[Stored data entries]
^^^^^^^^^^^^^^^^

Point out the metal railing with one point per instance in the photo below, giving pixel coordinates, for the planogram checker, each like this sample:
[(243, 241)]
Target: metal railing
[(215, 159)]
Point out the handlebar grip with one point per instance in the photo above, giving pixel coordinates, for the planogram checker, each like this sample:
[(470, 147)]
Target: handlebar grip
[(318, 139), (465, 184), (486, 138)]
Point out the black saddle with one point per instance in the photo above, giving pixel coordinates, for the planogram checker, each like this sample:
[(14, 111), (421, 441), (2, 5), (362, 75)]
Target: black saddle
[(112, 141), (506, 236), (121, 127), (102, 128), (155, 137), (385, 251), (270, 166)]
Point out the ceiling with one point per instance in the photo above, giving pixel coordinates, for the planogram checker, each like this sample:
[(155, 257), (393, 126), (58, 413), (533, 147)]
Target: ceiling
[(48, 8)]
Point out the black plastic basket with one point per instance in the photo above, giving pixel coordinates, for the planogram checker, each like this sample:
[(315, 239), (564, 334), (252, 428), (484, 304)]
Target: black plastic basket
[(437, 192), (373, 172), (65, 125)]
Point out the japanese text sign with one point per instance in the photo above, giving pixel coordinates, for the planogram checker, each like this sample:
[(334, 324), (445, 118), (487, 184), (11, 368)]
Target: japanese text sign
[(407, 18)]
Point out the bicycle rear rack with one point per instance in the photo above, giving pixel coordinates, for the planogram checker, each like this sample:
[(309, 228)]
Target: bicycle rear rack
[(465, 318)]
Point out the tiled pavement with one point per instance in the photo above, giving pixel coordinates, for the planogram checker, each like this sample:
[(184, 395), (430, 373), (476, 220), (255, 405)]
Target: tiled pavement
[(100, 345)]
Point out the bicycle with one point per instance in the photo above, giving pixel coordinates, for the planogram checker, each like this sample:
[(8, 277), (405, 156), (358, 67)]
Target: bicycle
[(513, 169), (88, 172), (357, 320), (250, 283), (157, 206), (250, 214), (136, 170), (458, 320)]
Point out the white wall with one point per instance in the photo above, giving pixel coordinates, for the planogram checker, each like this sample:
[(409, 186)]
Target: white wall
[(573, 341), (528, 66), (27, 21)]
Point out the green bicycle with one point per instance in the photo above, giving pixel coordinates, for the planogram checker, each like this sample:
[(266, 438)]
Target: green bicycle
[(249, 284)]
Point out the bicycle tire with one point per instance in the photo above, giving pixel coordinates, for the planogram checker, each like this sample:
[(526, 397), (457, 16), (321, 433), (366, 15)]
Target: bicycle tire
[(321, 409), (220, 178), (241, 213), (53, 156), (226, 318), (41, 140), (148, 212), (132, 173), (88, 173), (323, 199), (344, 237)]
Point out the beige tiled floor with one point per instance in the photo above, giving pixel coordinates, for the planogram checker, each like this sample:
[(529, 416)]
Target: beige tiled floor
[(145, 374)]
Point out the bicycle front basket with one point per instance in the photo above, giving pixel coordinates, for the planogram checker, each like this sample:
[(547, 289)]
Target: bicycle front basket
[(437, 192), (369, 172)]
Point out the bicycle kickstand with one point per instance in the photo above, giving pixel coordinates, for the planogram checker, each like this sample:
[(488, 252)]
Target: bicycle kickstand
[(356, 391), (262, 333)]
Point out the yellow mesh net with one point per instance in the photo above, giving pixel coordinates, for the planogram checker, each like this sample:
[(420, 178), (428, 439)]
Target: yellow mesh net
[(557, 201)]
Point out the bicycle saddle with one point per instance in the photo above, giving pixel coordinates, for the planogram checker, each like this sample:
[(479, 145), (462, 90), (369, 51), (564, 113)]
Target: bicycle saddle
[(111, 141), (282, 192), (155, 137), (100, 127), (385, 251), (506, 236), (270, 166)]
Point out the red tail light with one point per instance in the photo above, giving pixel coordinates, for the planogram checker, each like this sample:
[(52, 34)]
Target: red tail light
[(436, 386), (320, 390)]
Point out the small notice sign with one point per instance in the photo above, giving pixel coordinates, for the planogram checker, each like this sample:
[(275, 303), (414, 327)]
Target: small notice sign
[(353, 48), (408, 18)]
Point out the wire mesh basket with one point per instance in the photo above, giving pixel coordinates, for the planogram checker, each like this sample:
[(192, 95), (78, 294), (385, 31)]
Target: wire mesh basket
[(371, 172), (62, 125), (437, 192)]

^^^^^^^^^^^^^^^^

■ Task to complete: Repeat the items word for word, starting at the line that contains "Point out the red" and ending at the last line of the items, with both ends included.

■ Exercise result:
Point out the red tail light with one point per instance in the photo above, giving pixel coordinates, for the planogram checker, each like this sample:
[(52, 34)]
Target: red tail light
[(436, 386), (320, 390)]
Point out the small notice sign with one point per instance in the photo above, giving pixel coordinates, for the planogram checker, each like this sample:
[(275, 303), (414, 327)]
Target: small notice sign
[(353, 48), (408, 18)]
Point out the wire mesh basket with one point per instance in the photo above, giving pixel coordinates, for the planogram checker, each like this sample:
[(192, 95), (78, 294), (385, 31)]
Target: wire mesh basket
[(371, 172), (62, 125), (437, 192)]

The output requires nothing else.